_SUPPLIED TEXT_
* begin *
Art and Hair


Aug 16, 2012

I spent a few hours on art so I thought I might spend a few minutes writing about it and sharing it. The first one I worked on was 3D hair in Blender. A while back I learned how to use the Cycles render in Blender which makes very nice looking renders for 3D models made in Blender. My proof of concept was a beautiful bucket of water splashing on a cube. It worked [195kB]. So what could I do that would be more practical? Wet t-shirt contest? Not yet. Instead I've always wanted to render hair in real-time like the Final Fantasy series. I've had troubles even getting the look right. It turns out that Blender is quite good at rendering hair. My hair [296kB] looks a lot less awesome than their hair, but the physics and mesh is absolutely perfect. How did I make my hair? I took a plane and an icosphere. I subdivided the plane and moved the corners and middles outward. This makes a star shape. I moved the outer part of the star down and I moved the middle part of the star down a bit as well. Then I made the star (now almost hair) into a cloth with 80x friction. I turn the icosphere into a collision object and start the animation. When it looks right, I stop it and apply the cloth modifier. Then I turn it into a cloth again. Then I can animate the icosphere and the hair. Simple, no? I modified my samples to 40 so that it looks a little less grainy. Samples is a very important part of Cycles and can be found in the render tab under the Integrator section. If you set samples to 10000, it will take a long long time to render. Artists often set this fairly high for their end product.
* end *
_WHAT YOU HAVE TO DO_
In the post on rendering hair in Blender, what friction setting was given to the cloth made from the star shape?

Excerpts of location labeling data
* begin *
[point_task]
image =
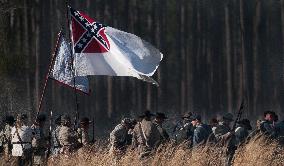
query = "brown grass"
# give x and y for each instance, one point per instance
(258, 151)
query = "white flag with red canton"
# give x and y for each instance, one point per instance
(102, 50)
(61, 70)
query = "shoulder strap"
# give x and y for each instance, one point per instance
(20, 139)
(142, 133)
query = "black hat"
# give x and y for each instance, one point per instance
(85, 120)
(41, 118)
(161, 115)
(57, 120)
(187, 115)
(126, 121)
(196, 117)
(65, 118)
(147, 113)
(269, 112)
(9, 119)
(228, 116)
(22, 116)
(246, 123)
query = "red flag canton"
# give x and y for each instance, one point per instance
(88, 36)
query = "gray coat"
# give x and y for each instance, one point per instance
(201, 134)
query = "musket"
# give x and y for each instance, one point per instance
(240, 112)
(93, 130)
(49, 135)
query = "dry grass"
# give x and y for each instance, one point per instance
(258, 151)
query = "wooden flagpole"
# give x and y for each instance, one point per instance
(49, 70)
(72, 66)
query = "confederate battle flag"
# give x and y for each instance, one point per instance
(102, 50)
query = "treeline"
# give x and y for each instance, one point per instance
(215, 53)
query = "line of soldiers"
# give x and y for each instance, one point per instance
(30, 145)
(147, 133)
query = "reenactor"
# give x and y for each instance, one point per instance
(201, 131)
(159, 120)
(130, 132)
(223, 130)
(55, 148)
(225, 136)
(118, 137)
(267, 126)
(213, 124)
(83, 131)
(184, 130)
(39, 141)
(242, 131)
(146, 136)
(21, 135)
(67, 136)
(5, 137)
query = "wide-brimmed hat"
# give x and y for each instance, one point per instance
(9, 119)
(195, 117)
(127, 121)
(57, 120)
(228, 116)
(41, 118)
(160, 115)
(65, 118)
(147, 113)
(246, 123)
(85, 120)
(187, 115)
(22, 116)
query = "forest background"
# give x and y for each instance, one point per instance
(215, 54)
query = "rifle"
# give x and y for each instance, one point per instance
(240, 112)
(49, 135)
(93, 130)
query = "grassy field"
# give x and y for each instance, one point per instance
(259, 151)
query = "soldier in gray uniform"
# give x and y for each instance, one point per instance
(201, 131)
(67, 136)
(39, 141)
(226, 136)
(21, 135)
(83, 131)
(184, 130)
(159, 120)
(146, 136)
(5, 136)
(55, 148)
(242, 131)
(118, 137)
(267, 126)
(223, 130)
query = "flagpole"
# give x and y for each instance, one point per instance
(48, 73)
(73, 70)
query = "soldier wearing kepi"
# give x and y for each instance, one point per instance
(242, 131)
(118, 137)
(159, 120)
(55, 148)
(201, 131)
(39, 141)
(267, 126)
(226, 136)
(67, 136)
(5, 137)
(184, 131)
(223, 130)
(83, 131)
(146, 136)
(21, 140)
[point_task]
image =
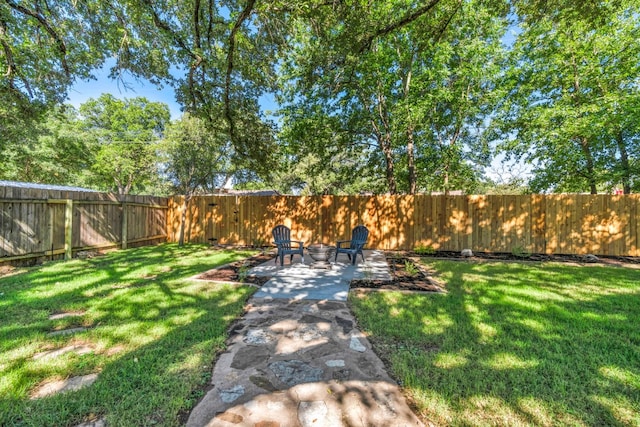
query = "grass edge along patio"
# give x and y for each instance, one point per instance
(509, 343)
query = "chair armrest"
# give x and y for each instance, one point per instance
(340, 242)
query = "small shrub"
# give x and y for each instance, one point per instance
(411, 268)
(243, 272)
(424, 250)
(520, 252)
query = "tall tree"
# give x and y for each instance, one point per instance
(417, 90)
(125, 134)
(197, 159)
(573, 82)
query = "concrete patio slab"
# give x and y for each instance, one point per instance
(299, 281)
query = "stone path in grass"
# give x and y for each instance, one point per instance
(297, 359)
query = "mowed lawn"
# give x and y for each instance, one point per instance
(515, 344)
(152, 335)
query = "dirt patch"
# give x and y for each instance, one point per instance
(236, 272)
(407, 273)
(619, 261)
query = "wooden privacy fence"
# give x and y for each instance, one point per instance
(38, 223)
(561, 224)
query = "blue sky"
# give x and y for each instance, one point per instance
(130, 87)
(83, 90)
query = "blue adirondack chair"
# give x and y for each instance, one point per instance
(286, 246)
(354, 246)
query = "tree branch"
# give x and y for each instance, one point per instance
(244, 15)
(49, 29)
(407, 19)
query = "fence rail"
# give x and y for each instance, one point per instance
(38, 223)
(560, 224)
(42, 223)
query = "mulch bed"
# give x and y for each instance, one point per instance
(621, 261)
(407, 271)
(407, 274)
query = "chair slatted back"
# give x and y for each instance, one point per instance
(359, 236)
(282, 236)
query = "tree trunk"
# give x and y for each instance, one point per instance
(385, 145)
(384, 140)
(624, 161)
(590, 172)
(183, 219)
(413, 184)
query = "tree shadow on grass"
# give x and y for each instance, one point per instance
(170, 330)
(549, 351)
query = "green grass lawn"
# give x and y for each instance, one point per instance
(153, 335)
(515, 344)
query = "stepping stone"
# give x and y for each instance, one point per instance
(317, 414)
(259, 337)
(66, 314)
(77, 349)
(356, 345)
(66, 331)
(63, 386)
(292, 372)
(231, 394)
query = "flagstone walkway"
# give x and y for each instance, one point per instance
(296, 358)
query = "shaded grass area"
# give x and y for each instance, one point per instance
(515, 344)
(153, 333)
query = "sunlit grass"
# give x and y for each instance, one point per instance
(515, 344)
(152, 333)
* end *
* begin *
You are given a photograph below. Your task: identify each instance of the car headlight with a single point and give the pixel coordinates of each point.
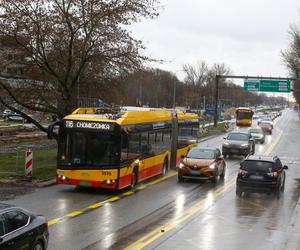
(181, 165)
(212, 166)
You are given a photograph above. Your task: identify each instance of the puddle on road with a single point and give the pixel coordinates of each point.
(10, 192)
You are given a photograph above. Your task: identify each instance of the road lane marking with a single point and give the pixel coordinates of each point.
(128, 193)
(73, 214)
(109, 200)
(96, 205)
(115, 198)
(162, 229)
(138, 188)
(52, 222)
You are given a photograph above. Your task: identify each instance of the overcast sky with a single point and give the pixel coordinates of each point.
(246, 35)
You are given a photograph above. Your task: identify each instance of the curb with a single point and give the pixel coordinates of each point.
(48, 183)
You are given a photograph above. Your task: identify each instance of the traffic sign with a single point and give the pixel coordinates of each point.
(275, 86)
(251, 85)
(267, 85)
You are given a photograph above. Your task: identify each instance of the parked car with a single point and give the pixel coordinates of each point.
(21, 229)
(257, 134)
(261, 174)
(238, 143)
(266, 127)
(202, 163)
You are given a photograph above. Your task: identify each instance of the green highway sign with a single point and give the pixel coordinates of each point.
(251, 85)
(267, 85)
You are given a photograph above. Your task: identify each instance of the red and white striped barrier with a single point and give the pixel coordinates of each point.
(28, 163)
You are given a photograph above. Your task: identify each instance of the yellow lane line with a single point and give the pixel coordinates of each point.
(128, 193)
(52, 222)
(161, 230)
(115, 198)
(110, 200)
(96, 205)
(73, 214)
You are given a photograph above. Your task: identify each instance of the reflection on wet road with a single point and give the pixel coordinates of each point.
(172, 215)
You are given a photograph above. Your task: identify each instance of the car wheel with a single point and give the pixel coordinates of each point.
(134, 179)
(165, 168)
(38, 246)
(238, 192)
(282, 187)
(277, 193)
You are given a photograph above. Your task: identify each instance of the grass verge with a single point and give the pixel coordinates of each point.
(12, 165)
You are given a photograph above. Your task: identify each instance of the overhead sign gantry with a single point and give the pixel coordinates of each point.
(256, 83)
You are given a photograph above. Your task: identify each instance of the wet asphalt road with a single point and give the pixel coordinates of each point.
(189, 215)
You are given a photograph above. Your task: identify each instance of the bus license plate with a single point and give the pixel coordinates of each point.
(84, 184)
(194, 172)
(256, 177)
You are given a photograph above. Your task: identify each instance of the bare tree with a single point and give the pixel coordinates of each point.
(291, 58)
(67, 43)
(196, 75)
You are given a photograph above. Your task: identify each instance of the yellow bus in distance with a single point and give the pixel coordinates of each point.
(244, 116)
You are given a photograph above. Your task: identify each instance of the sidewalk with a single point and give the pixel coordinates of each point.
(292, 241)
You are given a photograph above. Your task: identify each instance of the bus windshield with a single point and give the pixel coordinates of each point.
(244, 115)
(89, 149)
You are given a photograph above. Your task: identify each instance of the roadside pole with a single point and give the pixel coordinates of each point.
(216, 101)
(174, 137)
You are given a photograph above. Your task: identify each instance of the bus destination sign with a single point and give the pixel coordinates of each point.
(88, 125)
* end *
_RESPONSE TO THE EXERCISE_
80x friction